> _Aim of the task_: Please extract the stretch of lines below, from the line containing "Point to the nightstand" through the last line, copying each one unchanged and including both ends.

Point placement records
══════════════════════════════

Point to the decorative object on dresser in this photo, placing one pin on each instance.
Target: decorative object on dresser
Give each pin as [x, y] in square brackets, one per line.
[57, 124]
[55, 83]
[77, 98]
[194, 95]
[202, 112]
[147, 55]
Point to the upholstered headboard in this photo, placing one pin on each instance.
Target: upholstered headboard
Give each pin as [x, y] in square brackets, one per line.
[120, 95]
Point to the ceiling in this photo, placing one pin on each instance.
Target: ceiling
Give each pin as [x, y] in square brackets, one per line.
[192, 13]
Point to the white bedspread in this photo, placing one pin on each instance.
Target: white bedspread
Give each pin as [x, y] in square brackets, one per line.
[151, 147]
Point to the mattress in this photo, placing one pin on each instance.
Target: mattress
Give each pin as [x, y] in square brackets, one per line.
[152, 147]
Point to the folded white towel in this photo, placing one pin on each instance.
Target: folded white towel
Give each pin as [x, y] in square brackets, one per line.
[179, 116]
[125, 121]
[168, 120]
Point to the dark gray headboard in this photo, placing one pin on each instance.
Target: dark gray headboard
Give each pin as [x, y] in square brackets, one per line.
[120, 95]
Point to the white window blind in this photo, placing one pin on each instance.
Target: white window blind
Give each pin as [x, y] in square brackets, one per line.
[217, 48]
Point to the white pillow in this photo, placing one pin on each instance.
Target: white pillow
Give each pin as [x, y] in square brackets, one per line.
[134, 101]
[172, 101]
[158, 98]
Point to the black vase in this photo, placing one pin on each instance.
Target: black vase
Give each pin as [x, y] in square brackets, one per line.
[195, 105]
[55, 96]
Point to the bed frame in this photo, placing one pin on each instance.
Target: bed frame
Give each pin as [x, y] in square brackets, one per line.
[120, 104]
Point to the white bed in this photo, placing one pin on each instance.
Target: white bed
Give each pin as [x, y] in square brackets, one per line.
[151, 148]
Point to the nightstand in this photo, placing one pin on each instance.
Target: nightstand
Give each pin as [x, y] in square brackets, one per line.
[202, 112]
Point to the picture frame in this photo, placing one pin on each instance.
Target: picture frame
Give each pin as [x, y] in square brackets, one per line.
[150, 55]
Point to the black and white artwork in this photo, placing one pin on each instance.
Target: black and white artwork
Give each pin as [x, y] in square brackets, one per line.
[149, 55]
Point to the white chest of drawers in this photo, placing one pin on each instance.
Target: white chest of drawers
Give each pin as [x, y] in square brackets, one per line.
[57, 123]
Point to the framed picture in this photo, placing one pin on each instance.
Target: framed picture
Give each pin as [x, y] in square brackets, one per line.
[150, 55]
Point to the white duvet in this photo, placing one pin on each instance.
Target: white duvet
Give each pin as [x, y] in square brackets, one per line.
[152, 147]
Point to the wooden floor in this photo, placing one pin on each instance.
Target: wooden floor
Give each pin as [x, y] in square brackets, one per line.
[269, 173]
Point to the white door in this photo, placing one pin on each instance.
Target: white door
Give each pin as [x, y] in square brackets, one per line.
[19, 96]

══════════════════════════════

> _Solution for this problem_:
Point to the nightstand in this photo, placing one pin on each instance.
Target: nightstand
Give each pin as [x, y] in square brackets, one per line.
[202, 112]
Point to the picture frame in this photo, placing one pin on each instance.
Target: picture frame
Give each pin as [x, y] in square brackets, one per line.
[150, 55]
Point to the black and white artwork in this photo, placing one pin on each instance.
Target: black and white artwork
Give each pin as [x, y] in square brackets, one per line.
[149, 55]
Point to the white chest of drawers in this photo, placing one pin on each instance.
Target: white chest of drawers
Give each pin as [x, y] in square brackets, one per line.
[57, 123]
Point to the framed picture in this photo, placing one pin on each instance.
Target: framed picture
Give each pin as [x, y] in square brackets, one per line.
[150, 55]
Point to the white duvet in this photo, placing one pin on each instance.
Target: white duvet
Give each pin as [x, y] in square brackets, one per line.
[152, 147]
Point to the wooden floor in this photo, placing one pin on each instance.
Target: wooden floor
Give each pin as [x, y] in square brackets, one per line.
[269, 173]
Point to the white door in this photo, placing one pin on each instance.
Target: white door
Give each pin as [x, y] in square brackets, one per line.
[19, 96]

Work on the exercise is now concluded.